● **Zu befolgende Anweisung**
Gib im Textabschnitt über die Vorlage an die Große Beschwerdekammer den Absatz, der mit „Der Stand der Technik für diesen Anspruch“ beginnt, als kurze Stichpunktliste wieder. Alle wesentlichen Fakten des Absatzes sollen erhalten bleiben.

● **Textabschnitt**
━━━━━━━━━━━━━━━━━━━━

SONN Patentanwälte – IP Attorneys

"Einmal täglich, vorm Schlafengehen..."

Mit der Entscheidung vom 22. April 2008 legte die Beschwerdekammer 3.3.02. der Großen Beschwerdekammer des Europäischen Patentamtes folgende Fragen vor:

"1. Wenn die Verwendung eines bestimmten Medikament zur Behandlung einer bestimmten Krankheit bereits bekannt ist, kann dieses bekannte Medikament nach den Bestimmungen der Artikel 53 (c) und 54 (5) EPÜ 2000 für den Einsatz in einer anderen, neuen und erfinderischen therapeutischen Behandlung der gleichen Krankheit patentiert werden?
2. Wenn die Antwort auf Frage 1 "Ja" ist, ist eine derartige Patentierung auch möglich, wenn das einzige neue Merkmal der Behandlung ein neues und erfinderisches Dosierungs-Regime ist?
3. Gelten besondere Erwägungen bei der Interpretation und Anwendung der Artikel 53 (c) und 54 (5) EPÜ 2000."

Der beanspruchte Gegenstand im Vorlagefall war abgestellt auf
"Die Verwendung von Nikotinsäure oder einer durch den Körper zu Nikotinsäure metabolisierbaren Verbindung [..] zur Herstellung eines Medikament mit verzögerter Freisetzung für den Einsatz in der Behandlung der Hyperlipidämie durch einmal tägliche orale Verabreichung vor dem Schlafengehen, [..]."

Der Stand der Technik für diesen Anspruch bestand in der Verwendung des gleichen Stoffes (Nikotinsäure) für die gleiche Indikation (Hyperlipidämie), jedoch ohne Hinweis auf die Anleitung, dieses Medikament "einmal täglich vor dem Schlafengehen" einzunehmen (im Stand der Technik war lediglich vorgesehen, Nikotinsäure - in einer Form mit verzögerter Freisetzung - zweimal täglich für die Behandlung von Hyperlipidämie einzusetzen). Unter Hyperlipidämie versteht man allgemein eine erhöhte oder veränderte Konzentration der Lipide und/oder Lipoproteine im Blut.

━━━━━━━━━━━━━━━━━━━━

Daten zu Referenzausdrücken:
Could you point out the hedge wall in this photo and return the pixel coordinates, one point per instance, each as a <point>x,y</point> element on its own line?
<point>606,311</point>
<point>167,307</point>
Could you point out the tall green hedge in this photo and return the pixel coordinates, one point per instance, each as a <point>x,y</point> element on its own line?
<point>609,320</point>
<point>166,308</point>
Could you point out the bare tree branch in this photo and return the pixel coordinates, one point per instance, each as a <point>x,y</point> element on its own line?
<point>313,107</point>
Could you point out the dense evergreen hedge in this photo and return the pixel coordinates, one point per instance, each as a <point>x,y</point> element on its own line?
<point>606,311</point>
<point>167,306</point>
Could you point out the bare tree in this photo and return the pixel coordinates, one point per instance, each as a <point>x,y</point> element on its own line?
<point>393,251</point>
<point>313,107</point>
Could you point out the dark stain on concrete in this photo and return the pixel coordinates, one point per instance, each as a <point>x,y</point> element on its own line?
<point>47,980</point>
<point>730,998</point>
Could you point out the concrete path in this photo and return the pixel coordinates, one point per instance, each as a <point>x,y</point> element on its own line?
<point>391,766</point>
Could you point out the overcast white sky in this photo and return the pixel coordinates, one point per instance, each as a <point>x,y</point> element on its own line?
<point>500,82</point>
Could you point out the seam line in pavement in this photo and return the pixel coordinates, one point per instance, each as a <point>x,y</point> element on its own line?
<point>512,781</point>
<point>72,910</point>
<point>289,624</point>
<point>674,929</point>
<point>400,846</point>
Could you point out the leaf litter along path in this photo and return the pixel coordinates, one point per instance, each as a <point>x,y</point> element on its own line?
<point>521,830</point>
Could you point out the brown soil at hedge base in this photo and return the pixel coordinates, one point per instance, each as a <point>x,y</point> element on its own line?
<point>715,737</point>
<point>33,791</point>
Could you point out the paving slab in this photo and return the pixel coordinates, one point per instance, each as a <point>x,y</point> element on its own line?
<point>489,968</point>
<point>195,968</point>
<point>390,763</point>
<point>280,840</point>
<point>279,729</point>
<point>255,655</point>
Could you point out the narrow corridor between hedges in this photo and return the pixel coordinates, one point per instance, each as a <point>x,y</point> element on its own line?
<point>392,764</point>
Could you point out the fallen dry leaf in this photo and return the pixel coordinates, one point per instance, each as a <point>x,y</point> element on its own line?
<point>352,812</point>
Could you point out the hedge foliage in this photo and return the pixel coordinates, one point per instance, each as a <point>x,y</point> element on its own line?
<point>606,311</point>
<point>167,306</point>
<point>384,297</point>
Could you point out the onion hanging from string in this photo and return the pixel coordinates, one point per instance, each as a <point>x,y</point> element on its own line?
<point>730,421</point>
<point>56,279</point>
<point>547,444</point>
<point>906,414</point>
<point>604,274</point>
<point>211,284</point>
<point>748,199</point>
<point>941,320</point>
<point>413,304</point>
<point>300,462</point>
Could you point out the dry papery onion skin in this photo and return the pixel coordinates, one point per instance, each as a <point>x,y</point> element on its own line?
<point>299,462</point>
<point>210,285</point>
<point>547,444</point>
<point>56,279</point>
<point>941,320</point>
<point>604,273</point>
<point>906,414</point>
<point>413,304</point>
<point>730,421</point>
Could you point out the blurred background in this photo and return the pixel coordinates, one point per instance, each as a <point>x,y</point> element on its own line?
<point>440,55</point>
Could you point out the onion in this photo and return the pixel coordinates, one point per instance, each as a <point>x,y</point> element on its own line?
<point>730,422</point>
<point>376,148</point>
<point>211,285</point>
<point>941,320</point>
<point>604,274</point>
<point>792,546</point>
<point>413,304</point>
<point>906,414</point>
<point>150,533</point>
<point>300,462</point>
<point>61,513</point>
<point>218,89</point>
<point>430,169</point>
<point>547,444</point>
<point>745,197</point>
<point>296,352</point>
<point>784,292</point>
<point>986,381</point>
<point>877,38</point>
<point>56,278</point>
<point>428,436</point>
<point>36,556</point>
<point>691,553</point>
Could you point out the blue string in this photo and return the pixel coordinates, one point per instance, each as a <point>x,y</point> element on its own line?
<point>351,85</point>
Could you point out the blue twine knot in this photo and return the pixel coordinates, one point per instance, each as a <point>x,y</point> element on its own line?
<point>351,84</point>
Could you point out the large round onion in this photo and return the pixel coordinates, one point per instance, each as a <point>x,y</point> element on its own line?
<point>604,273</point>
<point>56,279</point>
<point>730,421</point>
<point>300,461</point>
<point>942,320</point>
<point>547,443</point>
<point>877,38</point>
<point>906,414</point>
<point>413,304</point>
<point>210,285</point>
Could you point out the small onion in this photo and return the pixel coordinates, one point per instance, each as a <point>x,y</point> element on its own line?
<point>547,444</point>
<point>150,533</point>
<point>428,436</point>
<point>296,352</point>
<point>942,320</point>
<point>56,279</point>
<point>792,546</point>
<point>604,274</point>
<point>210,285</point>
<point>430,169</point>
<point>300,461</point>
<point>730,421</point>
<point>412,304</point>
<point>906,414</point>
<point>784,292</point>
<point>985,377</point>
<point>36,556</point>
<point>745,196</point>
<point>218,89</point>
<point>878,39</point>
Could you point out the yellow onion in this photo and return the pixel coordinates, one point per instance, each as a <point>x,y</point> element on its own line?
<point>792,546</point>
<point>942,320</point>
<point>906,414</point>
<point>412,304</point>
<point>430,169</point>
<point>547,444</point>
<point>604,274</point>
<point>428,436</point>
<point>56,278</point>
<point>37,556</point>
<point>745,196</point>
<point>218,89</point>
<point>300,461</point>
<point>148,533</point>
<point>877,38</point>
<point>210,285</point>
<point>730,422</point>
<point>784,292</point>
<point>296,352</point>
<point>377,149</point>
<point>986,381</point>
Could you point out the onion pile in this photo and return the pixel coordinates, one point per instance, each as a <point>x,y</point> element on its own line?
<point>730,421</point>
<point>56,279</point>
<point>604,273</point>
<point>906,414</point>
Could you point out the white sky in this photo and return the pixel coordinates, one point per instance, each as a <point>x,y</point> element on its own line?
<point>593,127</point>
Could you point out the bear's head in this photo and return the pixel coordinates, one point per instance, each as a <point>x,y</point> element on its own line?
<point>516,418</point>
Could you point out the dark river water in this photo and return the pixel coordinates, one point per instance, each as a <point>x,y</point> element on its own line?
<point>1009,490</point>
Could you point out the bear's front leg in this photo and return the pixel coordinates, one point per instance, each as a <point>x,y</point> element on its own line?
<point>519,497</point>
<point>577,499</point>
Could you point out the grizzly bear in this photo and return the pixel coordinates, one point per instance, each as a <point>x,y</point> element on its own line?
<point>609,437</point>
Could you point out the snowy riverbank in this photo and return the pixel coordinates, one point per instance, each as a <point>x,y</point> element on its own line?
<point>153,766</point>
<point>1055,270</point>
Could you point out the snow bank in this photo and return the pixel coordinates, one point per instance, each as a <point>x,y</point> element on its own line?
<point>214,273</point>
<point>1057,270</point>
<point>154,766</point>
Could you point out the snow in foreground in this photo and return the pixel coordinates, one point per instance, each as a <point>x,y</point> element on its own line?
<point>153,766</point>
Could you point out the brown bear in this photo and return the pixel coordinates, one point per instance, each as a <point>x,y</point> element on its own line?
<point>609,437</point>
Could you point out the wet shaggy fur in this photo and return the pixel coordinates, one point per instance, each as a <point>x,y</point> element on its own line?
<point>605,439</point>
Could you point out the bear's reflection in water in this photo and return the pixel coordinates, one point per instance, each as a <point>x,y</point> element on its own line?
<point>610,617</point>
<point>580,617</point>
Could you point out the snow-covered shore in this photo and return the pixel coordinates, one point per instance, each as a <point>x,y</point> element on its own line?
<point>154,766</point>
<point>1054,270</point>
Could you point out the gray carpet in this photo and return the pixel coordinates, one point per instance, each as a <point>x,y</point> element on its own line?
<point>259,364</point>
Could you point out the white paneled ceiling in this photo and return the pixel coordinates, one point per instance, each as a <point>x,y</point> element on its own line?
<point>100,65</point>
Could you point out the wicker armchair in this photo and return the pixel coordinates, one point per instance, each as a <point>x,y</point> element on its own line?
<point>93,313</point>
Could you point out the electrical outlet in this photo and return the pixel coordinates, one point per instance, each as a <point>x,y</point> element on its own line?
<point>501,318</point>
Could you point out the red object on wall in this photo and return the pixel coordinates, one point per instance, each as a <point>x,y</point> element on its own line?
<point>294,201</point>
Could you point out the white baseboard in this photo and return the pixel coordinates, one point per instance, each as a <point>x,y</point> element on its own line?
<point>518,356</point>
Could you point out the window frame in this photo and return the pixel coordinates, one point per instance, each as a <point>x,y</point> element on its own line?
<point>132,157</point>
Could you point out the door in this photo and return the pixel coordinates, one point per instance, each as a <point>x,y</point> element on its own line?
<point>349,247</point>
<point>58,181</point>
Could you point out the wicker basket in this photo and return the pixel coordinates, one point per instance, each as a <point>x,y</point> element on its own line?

━━━━━━━━━━━━━━━━━━━━

● **Ergebnis der Aufgabe**
- Der Stand der Technik betraf denselben Stoff (Nikotinsäure) für dieselbe Indikation (Hyperlipidämie).
- Ein Hinweis, das Medikament „einmal täglich vor dem Schlafengehen“ einzunehmen, fehlte darin.
- Vorgesehen war lediglich, Nikotinsäure in einer Form mit verzögerter Freisetzung zweimal täglich zur Behandlung von Hyperlipidämie einzusetzen.
- Unter Hyperlipidämie versteht man allgemein eine erhöhte oder veränderte Konzentration der Lipide und/oder Lipoproteine im Blut.